What you will do >>
All lines from the one holding "Target: eggshell" to the end of the listing are to be output exactly, both ends included, with any pictures left out.

Extracted entries >>
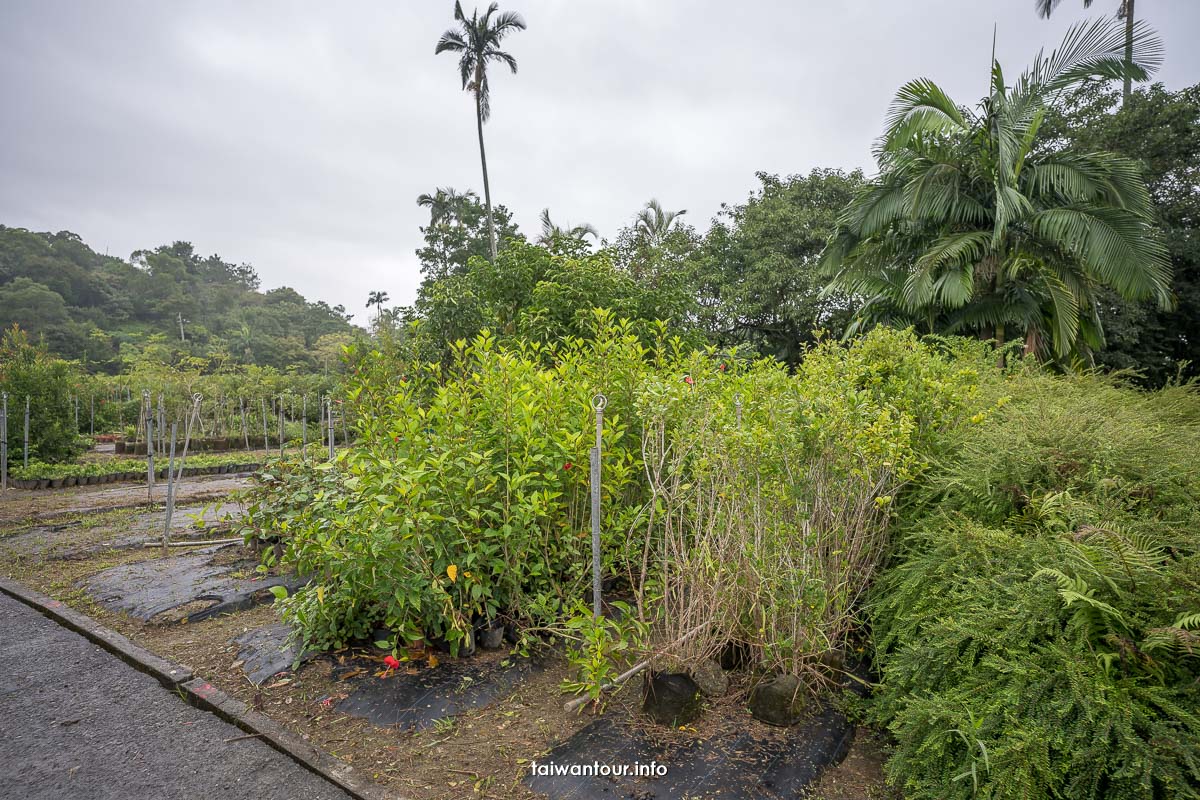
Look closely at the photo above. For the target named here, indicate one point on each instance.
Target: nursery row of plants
(40, 475)
(1014, 547)
(466, 499)
(239, 407)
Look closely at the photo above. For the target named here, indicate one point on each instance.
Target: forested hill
(108, 312)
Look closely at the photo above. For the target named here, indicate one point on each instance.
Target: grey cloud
(295, 136)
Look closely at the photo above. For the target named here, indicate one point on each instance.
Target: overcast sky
(297, 136)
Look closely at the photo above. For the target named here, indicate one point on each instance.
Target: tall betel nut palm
(1126, 12)
(971, 226)
(478, 41)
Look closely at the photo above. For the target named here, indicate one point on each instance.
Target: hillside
(107, 312)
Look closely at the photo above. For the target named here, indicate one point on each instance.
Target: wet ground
(76, 721)
(437, 727)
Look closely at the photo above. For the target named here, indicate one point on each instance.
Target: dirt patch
(23, 506)
(484, 752)
(861, 775)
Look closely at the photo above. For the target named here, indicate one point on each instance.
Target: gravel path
(78, 722)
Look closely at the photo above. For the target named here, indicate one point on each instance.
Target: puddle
(149, 589)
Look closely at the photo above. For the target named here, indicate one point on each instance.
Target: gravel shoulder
(76, 721)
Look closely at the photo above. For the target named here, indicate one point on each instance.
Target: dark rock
(490, 637)
(778, 701)
(711, 678)
(267, 651)
(671, 698)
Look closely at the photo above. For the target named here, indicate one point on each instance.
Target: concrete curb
(165, 672)
(203, 695)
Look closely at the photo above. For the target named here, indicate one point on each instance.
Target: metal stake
(149, 405)
(4, 443)
(245, 429)
(171, 491)
(329, 417)
(598, 404)
(27, 429)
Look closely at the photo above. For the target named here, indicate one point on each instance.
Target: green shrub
(766, 528)
(1037, 630)
(30, 372)
(467, 495)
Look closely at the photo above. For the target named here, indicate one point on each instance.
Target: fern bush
(1038, 629)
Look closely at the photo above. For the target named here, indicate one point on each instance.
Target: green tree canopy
(970, 227)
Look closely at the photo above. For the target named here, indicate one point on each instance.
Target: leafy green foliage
(30, 372)
(538, 294)
(467, 499)
(756, 271)
(970, 228)
(1036, 632)
(772, 493)
(1161, 131)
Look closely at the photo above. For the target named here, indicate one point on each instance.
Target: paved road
(78, 722)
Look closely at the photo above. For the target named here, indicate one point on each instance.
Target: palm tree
(550, 232)
(971, 226)
(377, 299)
(653, 223)
(1126, 12)
(445, 204)
(478, 40)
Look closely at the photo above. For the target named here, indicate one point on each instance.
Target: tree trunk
(487, 190)
(1126, 89)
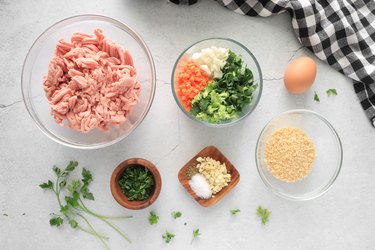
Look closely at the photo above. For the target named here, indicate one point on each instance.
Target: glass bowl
(36, 66)
(248, 58)
(326, 166)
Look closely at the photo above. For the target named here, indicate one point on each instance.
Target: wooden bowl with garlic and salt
(208, 176)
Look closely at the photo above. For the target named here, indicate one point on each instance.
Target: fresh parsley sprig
(168, 236)
(235, 211)
(264, 214)
(153, 218)
(72, 207)
(331, 92)
(316, 97)
(176, 214)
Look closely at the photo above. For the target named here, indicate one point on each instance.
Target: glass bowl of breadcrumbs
(299, 155)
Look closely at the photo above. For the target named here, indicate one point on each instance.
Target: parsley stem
(93, 233)
(86, 209)
(92, 228)
(116, 229)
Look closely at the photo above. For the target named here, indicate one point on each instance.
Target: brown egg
(300, 75)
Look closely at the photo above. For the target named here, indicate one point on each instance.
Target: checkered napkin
(341, 33)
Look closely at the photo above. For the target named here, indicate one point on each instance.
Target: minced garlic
(215, 172)
(290, 154)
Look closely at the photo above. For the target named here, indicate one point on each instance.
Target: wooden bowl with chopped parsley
(135, 183)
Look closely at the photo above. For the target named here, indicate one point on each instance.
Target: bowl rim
(326, 187)
(40, 40)
(116, 190)
(219, 125)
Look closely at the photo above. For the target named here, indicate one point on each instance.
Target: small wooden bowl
(215, 154)
(116, 190)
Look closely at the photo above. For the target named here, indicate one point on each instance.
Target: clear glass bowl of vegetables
(135, 183)
(217, 82)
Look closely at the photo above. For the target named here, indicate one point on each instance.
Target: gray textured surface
(344, 218)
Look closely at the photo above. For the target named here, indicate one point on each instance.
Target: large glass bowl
(326, 166)
(36, 66)
(248, 58)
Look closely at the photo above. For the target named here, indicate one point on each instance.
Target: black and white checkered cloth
(340, 33)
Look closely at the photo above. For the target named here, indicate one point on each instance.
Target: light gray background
(344, 218)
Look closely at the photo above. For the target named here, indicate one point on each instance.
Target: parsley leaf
(234, 211)
(57, 170)
(316, 97)
(71, 205)
(56, 221)
(264, 214)
(137, 183)
(86, 179)
(153, 218)
(331, 92)
(73, 223)
(168, 236)
(196, 234)
(47, 185)
(226, 98)
(176, 214)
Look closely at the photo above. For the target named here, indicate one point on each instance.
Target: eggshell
(300, 75)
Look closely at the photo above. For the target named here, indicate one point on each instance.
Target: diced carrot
(190, 81)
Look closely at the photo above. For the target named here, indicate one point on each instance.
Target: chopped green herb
(316, 97)
(153, 218)
(264, 214)
(225, 98)
(176, 214)
(168, 236)
(234, 211)
(195, 234)
(56, 221)
(331, 92)
(72, 206)
(137, 183)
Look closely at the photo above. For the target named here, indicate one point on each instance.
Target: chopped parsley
(137, 183)
(226, 98)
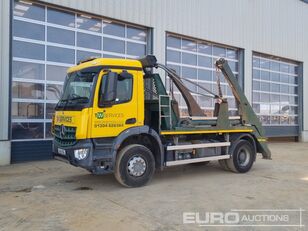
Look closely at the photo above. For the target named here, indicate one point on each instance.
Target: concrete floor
(52, 195)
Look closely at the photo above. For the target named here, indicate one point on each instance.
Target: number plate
(61, 151)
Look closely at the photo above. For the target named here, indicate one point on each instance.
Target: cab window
(124, 89)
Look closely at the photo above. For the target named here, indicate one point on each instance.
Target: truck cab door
(114, 112)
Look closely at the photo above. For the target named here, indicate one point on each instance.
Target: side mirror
(109, 88)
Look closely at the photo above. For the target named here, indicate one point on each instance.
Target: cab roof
(111, 63)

Task solution >>
Target: eggshell
(300, 75)
Look closely at the photo above. For the target named here, indicate one point on each instance.
Target: diced carrot
(190, 81)
Look closely at the photo above. For the target named here, indicate one point on each instance.
Target: chopped green herb
(316, 97)
(153, 218)
(264, 214)
(225, 98)
(176, 214)
(168, 236)
(234, 211)
(195, 234)
(56, 221)
(331, 92)
(72, 206)
(137, 183)
Look closely at the photo above. For the target named here, indicate one point on each instance.
Target: chopped parsley
(137, 183)
(226, 98)
Look closely at the photo above. For the target named here, indicate one point on each instance.
Target: concrete floor
(52, 195)
Look closely at the photo above. For the target named here, indicate one point on each instance.
Target: number plate
(61, 151)
Look closely at the photo above. For the target named here, indicate one point on each instance.
Target: cab window
(124, 89)
Look closely at the photo above. For the target named here, indicate one point on each instance.
Target: truck cab door
(114, 112)
Look closely at the photo above. For the target named here, indicate one point on each instance.
Target: side mirror
(109, 88)
Look closely at the photo above. For the target named here, indicate one point on each instance.
Target: cab roof
(111, 63)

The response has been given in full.